Source passage:
Introduction

My colleagues & I run a popular website and are constantly concerned with scaling and performance. Until last week, we had been running our own DNS servers (BIND) on Amazon EC2 instances.
We use Pingdom to monitor many functions of our servers, including DNS. What we saw was a resonable average resolution time of about 130ms, but frequent outliers higher than 500ms! The thought of a half-second penalty to the load time for first time visitors is not appealing. So we started to dig into the problem.
Background
DNS, or Domain Name System, is one of the core pieces of infrastructure on the Internet. Its essentially a distributed database, that allows us to convert from human-readable hostnames to IP addresses quickly. For instance, if you type 'sat.learnhub.com' into your web browser, it will contact your DNS server which will return "75.101.155.247". Then your web browser will make an http request to that IP address and actually retrieve the webpage. Its all transparent to you, the end user, apart from the time it takes.
If the DNS server your browser contacted does not have the IP address cached, then it will attempt to locate and contact an "authoritative name server". Most sites have 2 or more.
Site operators can either run these authoritative name servers themselves, or outsource it to another company. Often these services are provided for free by domain name registrars. The most popular software to run your own DNS servers is BIND.
Hosted DNS Providers
Popular websites get hundreds of DNS queries per second (QPS), often from all over the world. To maintain consistently fast DNS resolution times, say < 100ms, the necessary solution is to have a distributed network of DNS servers. There are many companies that provide hosted DNS services. After some researched, we narrowed our search to these 4.

(Stored records)
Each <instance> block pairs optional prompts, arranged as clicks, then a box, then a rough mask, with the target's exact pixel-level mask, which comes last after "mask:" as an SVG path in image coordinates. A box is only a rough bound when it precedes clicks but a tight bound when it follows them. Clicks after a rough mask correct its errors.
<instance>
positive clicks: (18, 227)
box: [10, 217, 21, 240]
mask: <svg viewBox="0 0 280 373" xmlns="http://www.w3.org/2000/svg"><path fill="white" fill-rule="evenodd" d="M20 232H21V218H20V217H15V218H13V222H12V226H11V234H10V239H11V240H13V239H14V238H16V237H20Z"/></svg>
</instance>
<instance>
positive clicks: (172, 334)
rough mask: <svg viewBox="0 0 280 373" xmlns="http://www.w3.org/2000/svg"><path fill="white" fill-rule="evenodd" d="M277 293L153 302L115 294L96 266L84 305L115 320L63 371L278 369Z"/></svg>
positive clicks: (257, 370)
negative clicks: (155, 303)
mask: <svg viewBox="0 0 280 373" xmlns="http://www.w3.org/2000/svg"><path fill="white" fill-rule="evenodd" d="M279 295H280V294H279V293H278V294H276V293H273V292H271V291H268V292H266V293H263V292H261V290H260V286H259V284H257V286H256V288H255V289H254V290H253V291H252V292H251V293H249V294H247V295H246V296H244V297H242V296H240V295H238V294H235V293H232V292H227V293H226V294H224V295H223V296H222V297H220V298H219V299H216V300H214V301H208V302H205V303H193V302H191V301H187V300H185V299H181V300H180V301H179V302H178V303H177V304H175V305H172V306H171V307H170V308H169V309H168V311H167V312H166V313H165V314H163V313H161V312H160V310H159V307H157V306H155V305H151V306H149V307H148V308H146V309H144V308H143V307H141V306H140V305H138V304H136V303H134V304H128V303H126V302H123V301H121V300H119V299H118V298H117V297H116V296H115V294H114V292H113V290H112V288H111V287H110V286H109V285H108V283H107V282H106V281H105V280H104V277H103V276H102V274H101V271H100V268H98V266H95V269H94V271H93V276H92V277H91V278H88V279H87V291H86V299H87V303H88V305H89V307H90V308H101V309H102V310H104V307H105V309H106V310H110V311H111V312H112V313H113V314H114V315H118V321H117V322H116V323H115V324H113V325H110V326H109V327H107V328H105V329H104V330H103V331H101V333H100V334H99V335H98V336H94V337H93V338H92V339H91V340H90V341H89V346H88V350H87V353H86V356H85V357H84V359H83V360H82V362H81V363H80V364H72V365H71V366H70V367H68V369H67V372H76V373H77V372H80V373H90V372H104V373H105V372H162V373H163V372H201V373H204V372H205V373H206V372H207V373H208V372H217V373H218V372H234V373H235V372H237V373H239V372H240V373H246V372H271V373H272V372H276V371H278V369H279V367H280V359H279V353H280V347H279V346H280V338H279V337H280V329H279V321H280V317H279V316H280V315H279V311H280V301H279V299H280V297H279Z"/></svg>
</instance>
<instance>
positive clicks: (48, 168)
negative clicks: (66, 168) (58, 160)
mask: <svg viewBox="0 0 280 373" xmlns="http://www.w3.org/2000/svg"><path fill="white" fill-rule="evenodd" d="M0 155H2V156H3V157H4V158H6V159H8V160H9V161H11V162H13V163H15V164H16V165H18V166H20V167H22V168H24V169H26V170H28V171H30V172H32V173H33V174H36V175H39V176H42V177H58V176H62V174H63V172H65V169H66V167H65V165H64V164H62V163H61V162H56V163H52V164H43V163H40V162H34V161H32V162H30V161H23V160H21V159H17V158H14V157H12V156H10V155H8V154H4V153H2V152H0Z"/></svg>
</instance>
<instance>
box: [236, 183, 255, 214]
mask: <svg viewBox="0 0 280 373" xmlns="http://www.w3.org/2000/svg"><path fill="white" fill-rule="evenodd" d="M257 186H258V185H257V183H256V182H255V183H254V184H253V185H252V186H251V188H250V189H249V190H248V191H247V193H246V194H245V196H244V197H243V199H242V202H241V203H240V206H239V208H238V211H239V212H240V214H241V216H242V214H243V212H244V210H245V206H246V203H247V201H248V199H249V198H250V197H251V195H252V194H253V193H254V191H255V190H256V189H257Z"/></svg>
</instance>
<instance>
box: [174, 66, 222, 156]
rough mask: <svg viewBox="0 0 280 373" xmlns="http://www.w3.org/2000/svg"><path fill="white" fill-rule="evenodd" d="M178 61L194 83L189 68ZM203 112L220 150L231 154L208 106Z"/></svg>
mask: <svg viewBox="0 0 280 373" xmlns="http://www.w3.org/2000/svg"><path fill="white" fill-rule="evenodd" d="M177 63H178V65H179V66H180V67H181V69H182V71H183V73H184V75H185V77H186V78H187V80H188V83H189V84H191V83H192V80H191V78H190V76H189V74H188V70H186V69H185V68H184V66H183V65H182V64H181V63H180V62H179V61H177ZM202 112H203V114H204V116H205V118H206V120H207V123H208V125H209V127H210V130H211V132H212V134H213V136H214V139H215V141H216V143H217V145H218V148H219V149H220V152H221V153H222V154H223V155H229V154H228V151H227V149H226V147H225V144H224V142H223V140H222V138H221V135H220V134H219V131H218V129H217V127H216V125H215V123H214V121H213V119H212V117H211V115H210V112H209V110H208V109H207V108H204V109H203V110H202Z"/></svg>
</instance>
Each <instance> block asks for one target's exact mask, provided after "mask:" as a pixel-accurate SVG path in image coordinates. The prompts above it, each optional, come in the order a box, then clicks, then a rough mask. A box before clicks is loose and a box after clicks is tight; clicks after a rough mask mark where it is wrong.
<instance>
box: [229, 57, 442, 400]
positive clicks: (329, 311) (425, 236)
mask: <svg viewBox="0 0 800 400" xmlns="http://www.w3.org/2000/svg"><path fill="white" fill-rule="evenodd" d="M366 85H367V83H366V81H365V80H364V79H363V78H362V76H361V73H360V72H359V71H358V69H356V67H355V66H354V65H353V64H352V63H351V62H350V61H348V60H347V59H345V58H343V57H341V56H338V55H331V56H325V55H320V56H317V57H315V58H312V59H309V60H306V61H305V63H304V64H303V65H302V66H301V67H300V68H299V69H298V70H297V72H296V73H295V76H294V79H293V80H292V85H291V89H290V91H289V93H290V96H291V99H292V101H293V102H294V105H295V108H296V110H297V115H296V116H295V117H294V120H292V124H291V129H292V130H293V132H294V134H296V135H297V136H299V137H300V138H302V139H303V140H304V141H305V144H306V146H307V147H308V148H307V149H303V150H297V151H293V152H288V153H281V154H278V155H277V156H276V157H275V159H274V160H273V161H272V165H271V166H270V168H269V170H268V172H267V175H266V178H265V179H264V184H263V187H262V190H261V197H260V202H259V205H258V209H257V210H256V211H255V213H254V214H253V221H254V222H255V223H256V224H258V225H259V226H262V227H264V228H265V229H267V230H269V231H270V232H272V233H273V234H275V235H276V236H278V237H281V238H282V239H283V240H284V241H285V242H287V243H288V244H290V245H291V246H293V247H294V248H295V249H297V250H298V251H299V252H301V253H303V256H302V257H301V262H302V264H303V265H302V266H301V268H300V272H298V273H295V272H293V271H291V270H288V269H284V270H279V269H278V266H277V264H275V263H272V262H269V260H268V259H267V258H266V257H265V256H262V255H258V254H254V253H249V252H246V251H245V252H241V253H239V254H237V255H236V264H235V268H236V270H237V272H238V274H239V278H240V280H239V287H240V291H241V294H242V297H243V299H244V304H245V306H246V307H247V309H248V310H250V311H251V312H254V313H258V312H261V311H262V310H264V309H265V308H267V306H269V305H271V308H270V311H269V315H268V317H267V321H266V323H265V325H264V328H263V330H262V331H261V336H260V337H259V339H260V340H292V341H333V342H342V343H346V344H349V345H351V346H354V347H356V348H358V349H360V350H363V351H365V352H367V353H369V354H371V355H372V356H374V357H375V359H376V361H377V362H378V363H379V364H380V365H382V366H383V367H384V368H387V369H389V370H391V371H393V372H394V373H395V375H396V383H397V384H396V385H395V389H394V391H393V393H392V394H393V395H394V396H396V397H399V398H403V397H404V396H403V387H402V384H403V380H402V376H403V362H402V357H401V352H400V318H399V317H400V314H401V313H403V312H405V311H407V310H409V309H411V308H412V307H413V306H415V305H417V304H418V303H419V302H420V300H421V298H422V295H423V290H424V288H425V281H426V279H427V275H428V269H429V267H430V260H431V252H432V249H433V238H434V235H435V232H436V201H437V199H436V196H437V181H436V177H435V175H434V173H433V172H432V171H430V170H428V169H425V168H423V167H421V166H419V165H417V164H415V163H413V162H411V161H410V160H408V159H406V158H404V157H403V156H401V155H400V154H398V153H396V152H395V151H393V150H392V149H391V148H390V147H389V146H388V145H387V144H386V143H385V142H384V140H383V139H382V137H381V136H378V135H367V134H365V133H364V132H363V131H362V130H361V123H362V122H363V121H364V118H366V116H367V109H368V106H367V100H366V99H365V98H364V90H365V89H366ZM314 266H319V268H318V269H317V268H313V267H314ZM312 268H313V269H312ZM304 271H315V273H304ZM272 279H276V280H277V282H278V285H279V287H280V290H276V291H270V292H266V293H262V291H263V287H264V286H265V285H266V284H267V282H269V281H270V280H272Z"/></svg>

Questions:
#1 Do these statements agree with the DNS post, yes or no, with the deciding words quoted for each: (a) the team ran its own DNS servers on Amazon EC2 instances, (b) domain name registrars always charge for hosting authoritative name servers, (c) most sites have only one authoritative name server?
#2 In the DNS post, what IP address does the DNS server return for 'sat.learnhub.com'?

Solutions to each task:
#1
(a) Yes: "Until last week, we had been running our own DNS servers (BIND) on Amazon EC2 instances."
(b) No: "Often these services are provided for free by domain name registrars."
(c) No: "Most sites have 2 or more."

#2 75.101.155.247